▶ **Tareas por realizar**
1. Según el fragmento sobre el dolor, ¿por qué a mediados del siglo pasado muchos investigadores y clínicos empezaron a cuestionar la concepción estrictamente médica del dolor? Contesta en una a tres oraciones.
2. ¿Qué rasgos atribuían al dolor los modelos estrictamente médicos, de acuerdo con el fragmento sobre el dolor? Enuméralos todos.
3. ¿Cómo resumirías en dos oraciones el fragmento sobre el dolor?

Cierto es que el dolor se empezó a trabajar experimentalmente desde modelos estrictamente médicos, que coincidían en conceptualizarlo como una sensación específica experimentada ante la presencia de estímulos nocivos, siempre resultado de un daño en el tejido, y cuya intensidad era directamente proporcional a la cuantía de la lesión (Wolff, 1986). Sin embargo, a mediados del siglo pasado un buen número de investigadores y clínicos comenzaron a darse cuenta de que esta forma de entender el dolor no explicaba muchas situaciones. Desde los trabajos clásicos de Beecher (1956) con soldados heridos en la batalla de Anzio durante la II Guerra Mundial, se fueron sucediendo multitud de investigaciones que alertaban sobre la falta de concordancia muchas veces entre el dolor y la lesión y la posible presencia de otras variables que lo explicaran.

Datos:
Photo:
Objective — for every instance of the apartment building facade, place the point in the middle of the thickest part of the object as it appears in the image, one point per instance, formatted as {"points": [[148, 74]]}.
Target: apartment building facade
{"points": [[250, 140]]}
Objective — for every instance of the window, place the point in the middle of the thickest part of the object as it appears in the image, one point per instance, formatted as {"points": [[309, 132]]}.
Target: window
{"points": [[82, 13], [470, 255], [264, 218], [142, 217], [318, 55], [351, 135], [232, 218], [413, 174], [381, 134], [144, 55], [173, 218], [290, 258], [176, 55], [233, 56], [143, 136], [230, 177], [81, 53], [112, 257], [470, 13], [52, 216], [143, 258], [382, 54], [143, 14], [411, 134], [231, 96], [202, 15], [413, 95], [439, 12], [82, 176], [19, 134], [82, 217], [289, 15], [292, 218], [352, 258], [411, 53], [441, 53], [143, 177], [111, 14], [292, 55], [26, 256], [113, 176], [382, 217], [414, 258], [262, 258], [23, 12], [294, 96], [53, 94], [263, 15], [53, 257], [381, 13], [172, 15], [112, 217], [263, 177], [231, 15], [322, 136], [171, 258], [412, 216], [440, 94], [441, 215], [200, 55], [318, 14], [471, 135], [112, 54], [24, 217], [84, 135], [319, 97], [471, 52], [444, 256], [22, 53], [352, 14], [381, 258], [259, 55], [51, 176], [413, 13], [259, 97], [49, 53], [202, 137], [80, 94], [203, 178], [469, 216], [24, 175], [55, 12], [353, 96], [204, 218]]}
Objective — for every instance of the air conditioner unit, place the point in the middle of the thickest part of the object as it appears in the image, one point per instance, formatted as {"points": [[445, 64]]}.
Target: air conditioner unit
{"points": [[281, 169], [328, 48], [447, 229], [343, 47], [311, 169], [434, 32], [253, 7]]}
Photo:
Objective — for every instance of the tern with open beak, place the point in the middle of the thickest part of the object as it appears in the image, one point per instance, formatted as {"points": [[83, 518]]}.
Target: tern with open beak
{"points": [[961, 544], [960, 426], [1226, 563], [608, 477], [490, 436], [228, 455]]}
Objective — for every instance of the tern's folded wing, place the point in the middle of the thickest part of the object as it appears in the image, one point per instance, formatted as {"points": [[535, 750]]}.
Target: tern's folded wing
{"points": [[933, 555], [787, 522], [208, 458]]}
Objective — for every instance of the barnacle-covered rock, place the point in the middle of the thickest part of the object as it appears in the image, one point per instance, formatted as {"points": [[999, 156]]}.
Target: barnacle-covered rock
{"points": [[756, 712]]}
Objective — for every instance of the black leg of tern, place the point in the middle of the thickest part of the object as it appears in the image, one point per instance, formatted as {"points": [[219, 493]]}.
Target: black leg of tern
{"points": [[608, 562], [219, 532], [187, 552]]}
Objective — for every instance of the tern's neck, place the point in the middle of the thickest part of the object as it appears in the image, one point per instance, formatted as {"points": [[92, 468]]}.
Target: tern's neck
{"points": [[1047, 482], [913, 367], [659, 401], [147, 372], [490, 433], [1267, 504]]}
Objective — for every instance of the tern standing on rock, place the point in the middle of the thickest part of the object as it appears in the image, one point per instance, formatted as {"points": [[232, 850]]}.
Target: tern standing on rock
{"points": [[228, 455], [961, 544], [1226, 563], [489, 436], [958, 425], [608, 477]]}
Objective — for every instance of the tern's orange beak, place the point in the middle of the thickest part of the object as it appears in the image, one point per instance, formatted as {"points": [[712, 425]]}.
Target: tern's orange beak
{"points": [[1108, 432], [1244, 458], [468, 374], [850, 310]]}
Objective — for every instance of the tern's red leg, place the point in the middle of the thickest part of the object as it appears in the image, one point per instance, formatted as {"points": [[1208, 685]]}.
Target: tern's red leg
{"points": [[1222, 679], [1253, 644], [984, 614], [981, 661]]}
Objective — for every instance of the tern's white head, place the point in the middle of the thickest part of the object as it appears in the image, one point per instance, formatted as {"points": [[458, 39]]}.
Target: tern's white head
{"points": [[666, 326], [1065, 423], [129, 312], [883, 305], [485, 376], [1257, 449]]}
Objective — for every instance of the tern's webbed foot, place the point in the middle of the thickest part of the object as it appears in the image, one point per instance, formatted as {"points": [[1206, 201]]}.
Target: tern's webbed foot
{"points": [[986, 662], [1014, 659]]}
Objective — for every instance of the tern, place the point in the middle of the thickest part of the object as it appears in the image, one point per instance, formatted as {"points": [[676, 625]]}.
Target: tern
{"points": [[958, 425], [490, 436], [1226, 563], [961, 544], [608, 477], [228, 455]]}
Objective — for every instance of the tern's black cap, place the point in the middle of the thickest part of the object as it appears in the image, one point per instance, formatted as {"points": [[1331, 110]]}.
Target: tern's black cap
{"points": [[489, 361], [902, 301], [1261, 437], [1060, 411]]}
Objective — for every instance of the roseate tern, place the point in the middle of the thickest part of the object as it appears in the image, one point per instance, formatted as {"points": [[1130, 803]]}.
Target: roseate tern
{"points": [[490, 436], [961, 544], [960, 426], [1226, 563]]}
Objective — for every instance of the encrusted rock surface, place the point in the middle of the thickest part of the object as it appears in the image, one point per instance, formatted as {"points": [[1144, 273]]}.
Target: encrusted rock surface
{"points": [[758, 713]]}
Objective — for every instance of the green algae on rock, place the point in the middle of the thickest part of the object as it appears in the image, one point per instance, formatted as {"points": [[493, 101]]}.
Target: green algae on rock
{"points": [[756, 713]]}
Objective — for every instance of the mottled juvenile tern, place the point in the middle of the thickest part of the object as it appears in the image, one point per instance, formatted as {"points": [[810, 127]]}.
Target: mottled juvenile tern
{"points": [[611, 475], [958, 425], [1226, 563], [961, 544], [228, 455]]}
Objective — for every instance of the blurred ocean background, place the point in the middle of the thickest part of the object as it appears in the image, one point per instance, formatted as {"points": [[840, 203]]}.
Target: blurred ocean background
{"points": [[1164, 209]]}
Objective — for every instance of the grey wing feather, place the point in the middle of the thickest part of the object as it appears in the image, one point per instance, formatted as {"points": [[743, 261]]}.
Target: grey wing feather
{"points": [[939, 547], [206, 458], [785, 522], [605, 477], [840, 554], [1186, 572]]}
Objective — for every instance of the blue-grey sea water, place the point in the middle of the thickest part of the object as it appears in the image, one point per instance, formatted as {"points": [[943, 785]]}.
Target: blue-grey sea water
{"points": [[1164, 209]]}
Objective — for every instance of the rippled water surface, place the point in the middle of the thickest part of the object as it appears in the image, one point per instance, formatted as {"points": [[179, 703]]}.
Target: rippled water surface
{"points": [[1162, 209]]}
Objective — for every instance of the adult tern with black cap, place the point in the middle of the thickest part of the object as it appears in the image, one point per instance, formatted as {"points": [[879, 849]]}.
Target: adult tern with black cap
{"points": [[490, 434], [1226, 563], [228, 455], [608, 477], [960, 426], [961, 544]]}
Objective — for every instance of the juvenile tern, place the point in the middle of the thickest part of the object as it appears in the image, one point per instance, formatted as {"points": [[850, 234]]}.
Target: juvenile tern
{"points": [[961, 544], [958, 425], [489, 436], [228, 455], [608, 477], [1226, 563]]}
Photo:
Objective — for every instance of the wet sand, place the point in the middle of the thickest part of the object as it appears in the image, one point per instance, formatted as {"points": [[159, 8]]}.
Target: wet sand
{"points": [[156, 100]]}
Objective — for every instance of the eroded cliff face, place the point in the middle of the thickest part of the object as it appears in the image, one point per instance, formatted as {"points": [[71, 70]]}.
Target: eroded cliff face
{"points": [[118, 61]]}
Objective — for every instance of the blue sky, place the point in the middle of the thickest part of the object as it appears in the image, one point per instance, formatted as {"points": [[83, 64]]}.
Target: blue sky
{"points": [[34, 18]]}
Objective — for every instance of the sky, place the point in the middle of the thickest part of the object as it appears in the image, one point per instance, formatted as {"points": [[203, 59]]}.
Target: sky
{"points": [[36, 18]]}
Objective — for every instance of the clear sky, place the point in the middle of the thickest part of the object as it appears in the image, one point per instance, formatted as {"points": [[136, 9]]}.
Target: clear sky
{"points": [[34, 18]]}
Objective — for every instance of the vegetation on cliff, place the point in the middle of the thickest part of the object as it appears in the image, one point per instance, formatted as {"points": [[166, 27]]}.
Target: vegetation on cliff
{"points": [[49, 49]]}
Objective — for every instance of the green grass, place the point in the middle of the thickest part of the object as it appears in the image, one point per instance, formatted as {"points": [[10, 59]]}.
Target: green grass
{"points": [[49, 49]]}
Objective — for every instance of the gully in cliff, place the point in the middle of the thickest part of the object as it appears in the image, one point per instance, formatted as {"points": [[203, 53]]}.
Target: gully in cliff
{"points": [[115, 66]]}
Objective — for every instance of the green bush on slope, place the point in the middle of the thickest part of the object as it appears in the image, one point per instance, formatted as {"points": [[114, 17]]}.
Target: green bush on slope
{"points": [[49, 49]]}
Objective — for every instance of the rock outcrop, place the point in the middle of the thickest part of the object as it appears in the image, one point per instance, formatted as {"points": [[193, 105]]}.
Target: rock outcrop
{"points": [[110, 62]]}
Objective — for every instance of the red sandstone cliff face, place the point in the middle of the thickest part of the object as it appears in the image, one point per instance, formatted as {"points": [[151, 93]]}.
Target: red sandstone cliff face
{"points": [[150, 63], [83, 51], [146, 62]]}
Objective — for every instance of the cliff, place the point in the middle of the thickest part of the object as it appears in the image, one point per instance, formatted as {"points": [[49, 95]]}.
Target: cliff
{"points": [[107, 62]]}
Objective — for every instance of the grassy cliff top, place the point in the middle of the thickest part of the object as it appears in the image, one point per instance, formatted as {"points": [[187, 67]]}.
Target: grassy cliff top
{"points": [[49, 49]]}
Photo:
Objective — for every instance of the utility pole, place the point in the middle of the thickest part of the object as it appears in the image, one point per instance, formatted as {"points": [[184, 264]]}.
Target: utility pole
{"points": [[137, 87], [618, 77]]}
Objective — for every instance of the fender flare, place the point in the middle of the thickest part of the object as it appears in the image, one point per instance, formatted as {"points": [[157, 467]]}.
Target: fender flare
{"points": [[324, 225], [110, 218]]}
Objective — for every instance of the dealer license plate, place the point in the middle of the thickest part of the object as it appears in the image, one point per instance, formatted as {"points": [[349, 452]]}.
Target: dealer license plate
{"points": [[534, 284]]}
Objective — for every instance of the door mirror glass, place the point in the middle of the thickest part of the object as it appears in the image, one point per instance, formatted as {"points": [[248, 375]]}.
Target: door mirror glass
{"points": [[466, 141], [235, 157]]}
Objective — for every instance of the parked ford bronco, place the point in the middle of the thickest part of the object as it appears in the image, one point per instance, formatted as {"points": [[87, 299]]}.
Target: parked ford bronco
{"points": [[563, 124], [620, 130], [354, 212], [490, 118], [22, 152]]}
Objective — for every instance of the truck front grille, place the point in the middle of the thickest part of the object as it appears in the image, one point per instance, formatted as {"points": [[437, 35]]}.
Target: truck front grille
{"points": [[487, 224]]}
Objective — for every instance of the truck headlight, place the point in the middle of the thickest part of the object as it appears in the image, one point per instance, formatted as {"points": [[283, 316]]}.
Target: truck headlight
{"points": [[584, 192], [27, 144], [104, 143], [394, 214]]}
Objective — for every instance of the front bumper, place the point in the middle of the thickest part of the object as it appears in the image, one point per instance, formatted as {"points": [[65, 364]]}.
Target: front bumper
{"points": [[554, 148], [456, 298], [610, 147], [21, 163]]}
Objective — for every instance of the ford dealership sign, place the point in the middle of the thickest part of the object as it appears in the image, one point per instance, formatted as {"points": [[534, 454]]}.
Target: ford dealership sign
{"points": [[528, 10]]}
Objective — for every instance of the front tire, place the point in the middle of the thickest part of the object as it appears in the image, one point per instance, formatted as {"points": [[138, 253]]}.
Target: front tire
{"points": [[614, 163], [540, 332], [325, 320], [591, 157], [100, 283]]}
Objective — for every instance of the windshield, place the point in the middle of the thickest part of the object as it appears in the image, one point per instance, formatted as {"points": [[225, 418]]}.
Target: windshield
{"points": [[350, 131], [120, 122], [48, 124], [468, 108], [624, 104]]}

▶ **Respuestas por tarea**
1. Porque empezaron a darse cuenta de que esa forma de entender el dolor no explicaba muchas situaciones. A partir de los trabajos de Beecher (1956) con soldados heridos en la batalla de Anzio, numerosas investigaciones advirtieron que muchas veces no había concordancia entre el dolor y la lesión y que podían existir otras variables que lo explicaran.

2.
- Era una sensación específica experimentada ante la presencia de estímulos nocivos.
- Siempre era resultado de un daño en el tejido.
- Su intensidad era directamente proporcional a la cuantía de la lesión.

3. Al principio, el dolor se estudió experimentalmente desde modelos médicos que lo concebían como una sensación ante estímulos nocivos, siempre debida a un daño en el tejido y proporcional a la lesión. A mediados del siglo pasado, y desde los trabajos de Beecher con soldados heridos en Anzio, muchas investigaciones señalaron que a menudo el dolor y la lesión no concordaban y que otras variables podían explicarlo.